- _What to work on_
Beginning with the line below that contains "the truck tail" and ending with the line that contains "the house window.", copy every line exactly. Copy nothing else.

- _Data_

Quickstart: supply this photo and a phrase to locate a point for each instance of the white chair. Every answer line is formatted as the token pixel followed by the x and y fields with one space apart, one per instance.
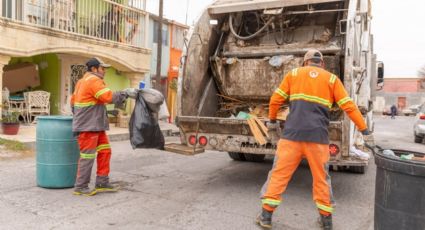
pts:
pixel 36 103
pixel 11 106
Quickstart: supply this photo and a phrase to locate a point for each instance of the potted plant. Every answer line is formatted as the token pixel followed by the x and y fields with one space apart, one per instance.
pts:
pixel 10 122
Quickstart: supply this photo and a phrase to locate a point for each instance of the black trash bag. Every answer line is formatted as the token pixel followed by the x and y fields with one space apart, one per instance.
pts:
pixel 144 128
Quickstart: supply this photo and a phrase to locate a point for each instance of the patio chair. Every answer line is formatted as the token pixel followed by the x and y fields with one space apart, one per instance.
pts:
pixel 11 106
pixel 36 103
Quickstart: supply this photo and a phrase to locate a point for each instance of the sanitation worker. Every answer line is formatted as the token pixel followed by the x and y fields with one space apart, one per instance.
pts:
pixel 90 122
pixel 311 92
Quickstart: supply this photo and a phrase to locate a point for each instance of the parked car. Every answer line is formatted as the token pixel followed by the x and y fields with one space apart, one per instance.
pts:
pixel 412 110
pixel 419 126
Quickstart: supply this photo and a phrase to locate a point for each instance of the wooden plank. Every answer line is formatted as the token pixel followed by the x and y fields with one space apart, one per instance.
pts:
pixel 182 149
pixel 262 127
pixel 256 132
pixel 221 7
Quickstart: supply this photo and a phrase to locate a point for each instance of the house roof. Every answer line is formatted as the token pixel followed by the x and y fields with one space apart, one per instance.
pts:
pixel 168 21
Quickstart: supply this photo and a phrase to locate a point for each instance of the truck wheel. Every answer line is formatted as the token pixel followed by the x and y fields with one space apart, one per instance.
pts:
pixel 237 156
pixel 358 169
pixel 418 139
pixel 254 157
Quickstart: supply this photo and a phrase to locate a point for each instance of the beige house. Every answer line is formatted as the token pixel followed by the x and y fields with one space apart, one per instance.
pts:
pixel 58 36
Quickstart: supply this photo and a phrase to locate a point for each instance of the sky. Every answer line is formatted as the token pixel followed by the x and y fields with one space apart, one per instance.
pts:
pixel 399 35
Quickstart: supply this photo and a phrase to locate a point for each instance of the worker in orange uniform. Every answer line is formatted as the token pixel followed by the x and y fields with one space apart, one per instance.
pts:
pixel 90 122
pixel 311 92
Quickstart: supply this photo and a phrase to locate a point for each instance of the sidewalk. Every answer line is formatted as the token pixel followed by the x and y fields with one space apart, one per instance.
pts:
pixel 27 133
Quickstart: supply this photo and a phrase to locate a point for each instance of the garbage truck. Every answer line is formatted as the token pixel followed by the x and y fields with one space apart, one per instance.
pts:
pixel 237 55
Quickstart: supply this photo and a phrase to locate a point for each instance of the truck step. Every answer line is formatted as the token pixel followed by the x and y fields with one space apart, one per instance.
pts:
pixel 183 149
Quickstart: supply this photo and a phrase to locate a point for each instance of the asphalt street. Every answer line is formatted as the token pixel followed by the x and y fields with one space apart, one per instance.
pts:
pixel 162 190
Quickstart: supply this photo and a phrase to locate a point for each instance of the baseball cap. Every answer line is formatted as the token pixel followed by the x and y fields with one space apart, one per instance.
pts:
pixel 96 62
pixel 313 54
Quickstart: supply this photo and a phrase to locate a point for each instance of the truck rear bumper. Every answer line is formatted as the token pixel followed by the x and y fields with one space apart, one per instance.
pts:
pixel 233 135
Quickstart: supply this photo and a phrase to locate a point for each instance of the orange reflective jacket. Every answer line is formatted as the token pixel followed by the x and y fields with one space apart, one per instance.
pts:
pixel 311 92
pixel 88 102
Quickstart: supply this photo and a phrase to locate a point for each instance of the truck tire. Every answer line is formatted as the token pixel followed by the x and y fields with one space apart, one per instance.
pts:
pixel 358 169
pixel 237 156
pixel 254 157
pixel 418 139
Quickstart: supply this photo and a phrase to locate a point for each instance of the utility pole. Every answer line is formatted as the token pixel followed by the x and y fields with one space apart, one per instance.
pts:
pixel 187 10
pixel 159 49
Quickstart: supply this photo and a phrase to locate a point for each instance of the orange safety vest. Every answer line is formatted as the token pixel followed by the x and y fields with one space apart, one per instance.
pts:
pixel 311 92
pixel 88 102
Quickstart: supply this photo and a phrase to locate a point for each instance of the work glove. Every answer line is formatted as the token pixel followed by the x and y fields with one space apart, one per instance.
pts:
pixel 368 138
pixel 273 125
pixel 131 92
pixel 273 131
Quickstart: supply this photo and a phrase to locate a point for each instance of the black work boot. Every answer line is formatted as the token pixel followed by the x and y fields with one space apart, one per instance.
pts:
pixel 86 191
pixel 107 187
pixel 325 222
pixel 264 219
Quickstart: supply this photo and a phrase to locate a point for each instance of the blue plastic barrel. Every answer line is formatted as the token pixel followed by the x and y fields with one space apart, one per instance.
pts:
pixel 57 152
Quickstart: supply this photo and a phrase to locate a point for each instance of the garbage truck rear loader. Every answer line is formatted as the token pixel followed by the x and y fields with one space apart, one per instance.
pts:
pixel 239 52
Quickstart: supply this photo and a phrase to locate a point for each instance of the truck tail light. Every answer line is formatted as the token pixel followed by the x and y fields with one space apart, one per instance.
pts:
pixel 333 149
pixel 192 140
pixel 203 141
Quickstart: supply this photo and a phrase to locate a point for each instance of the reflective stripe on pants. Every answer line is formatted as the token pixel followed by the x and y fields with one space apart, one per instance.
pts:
pixel 91 143
pixel 288 156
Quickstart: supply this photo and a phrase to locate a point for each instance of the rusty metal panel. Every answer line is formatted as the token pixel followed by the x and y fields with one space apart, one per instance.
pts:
pixel 254 79
pixel 228 6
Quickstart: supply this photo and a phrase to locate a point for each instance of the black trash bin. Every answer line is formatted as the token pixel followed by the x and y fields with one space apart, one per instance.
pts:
pixel 399 192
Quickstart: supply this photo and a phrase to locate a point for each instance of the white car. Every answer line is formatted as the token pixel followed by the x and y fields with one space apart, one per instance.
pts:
pixel 419 126
pixel 412 110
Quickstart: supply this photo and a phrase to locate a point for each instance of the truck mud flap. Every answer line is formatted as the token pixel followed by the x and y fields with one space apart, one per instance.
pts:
pixel 183 149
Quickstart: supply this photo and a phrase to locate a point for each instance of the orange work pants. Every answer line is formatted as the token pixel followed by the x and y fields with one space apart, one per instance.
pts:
pixel 90 144
pixel 288 156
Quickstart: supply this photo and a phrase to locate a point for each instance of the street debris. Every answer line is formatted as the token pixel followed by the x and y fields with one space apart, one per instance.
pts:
pixel 391 153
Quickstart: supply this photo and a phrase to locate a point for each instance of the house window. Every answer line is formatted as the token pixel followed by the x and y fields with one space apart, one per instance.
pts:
pixel 12 9
pixel 164 33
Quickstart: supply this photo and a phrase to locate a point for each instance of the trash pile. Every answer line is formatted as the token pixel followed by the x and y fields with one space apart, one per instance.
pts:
pixel 391 153
pixel 354 152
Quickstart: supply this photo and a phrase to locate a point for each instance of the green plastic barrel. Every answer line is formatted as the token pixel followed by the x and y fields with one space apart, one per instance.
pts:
pixel 57 152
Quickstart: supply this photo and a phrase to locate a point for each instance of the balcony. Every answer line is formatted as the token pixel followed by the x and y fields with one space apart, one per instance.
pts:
pixel 115 30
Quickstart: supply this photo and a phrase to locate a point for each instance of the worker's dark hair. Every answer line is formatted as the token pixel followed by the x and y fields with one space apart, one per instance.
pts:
pixel 316 60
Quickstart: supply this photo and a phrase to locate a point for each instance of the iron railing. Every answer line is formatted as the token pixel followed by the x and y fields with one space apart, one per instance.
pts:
pixel 120 21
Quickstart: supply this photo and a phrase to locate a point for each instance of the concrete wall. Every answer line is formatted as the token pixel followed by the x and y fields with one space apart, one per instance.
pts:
pixel 116 81
pixel 49 70
pixel 408 86
pixel 15 42
pixel 384 100
pixel 165 59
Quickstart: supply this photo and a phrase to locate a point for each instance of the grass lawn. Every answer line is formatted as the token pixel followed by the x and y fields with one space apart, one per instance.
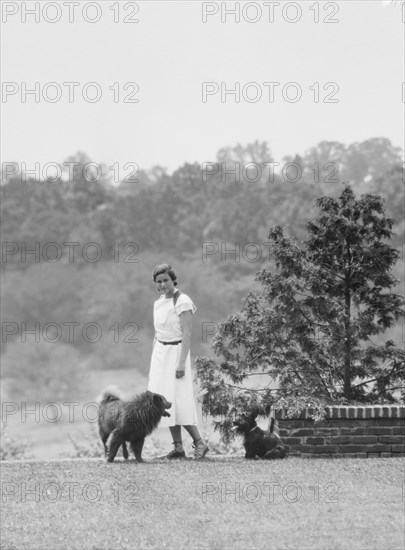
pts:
pixel 215 503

- _Result of this task_
Quickstart: supply this photo and a phrase to locate a point for each instance of the truck tail light. Every answer line is formatted as the token pixel followed by the x and y fields with one space apart, one per instance.
pts:
pixel 333 149
pixel 192 140
pixel 203 141
Quickstart: supply this photo and a phrase to locate a point for each instance of the reflective stripe on pants. Every answer line is formatted as the token pixel followed by the x and y fields with one space apart, one per instance.
pts:
pixel 91 143
pixel 288 156
Quickstart: supply this photo and a phrase to locate a point for each instance of the rusty metal panel. Every answer line is formatted as the token pixel followed by the x and y fields with one space apart, one per instance.
pts:
pixel 254 79
pixel 228 6
Quickstart: supply this photo and a phrase to locate a point for each instance of the black trash bin. Every answer line is formatted as the token pixel followed by the x and y fields with one space apart, one per instance.
pts:
pixel 399 192
Quickstart: supply this photo and a phrase to locate a point for each instance of the white car. Every answer line is formatted as the token pixel followed by the x and y fields with one space apart, one per instance.
pts:
pixel 419 126
pixel 412 110
Quickstart: supply this photo and a phrase to locate a point for each instance of the truck mud flap. Every answer line is formatted as the token pixel followed by the x and y fields with one space apart, one per instance.
pts:
pixel 183 149
Quickstart: supply this photo and a phrase to locate a point for each instance of the orange work pants. Every answer line is formatted as the token pixel followed by the x and y fields with one space apart, one per instance.
pts:
pixel 90 144
pixel 288 156
Quickstart: supply this photo and a phrase to locate a point for each instance of the street debris. Every answer line is formatted as the token pixel followed by the x and y fields with one space apart, one per instance.
pts:
pixel 391 153
Quickstart: supply this photo and a phrase to locate a point for each instance of the house window. Every answer line is formatted as the token pixel followed by the x and y fields with one space apart, one per instance.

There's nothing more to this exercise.